* EXERCISE DIRECTIONS *
Of all the lines below, return only those starting with the line holding "Query: green leaf" and going on through the line holding "M 256 177 L", exactly as written.

* RECORDS FOR THIS TASK *
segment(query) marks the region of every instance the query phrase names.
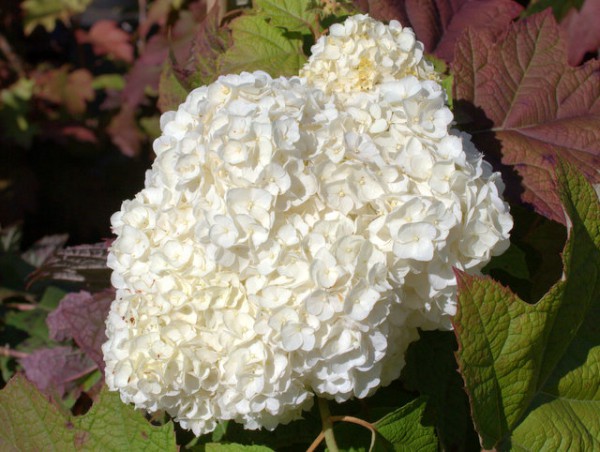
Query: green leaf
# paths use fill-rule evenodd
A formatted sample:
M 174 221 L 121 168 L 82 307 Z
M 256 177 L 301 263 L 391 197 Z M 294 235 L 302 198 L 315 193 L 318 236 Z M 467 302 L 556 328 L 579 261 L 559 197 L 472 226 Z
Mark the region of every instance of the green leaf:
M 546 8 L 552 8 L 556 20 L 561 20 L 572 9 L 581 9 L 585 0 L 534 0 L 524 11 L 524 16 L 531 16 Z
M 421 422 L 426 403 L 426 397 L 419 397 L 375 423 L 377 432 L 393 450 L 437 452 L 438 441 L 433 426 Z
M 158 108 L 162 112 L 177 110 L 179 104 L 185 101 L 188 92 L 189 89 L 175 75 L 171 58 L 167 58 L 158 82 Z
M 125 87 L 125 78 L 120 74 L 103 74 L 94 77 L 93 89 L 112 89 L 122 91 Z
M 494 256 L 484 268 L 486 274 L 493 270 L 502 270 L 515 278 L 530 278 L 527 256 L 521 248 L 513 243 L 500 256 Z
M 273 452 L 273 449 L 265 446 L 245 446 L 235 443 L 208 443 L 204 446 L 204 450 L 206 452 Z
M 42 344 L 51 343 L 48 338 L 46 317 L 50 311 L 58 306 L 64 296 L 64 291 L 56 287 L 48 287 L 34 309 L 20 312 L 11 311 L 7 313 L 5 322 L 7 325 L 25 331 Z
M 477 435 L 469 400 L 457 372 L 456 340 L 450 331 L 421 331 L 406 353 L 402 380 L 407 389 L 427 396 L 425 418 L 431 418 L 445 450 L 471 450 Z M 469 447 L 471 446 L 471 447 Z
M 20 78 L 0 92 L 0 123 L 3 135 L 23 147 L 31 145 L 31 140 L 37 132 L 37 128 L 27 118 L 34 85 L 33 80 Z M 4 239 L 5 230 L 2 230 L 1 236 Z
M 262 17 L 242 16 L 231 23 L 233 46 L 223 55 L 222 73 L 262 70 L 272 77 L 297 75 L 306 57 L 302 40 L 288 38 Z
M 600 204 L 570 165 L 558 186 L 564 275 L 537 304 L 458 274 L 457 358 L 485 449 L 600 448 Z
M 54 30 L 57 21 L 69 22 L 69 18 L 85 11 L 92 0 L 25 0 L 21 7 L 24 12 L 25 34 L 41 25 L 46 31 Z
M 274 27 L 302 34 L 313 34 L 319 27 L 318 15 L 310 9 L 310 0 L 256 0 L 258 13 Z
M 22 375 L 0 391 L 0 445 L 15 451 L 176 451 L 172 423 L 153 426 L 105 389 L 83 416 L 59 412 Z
...
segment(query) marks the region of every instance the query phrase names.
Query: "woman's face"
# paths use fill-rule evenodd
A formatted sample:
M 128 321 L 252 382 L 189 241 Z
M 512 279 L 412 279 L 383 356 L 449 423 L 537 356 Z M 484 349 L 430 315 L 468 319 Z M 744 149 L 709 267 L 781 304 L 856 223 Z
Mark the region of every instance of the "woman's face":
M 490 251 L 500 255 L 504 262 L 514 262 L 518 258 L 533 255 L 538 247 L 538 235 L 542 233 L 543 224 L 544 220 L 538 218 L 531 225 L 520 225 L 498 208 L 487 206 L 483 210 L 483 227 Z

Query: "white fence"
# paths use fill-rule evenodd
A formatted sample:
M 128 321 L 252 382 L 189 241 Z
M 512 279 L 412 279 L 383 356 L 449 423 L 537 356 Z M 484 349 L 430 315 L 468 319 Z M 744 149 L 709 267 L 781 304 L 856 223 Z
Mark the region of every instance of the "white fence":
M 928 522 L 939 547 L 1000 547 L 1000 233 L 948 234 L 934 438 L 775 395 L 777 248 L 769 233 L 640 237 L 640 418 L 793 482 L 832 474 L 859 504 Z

* OUTPUT FOR THIS TASK *
Query: green leaf
# paths use fill-rule evenodd
A formatted sample:
M 174 221 L 121 168 L 82 307 Z
M 256 177 L 301 263 L 391 197 Z M 294 235 L 302 198 L 315 193 L 318 236 Z M 467 302 L 556 328 L 579 261 L 559 197 L 472 226 Z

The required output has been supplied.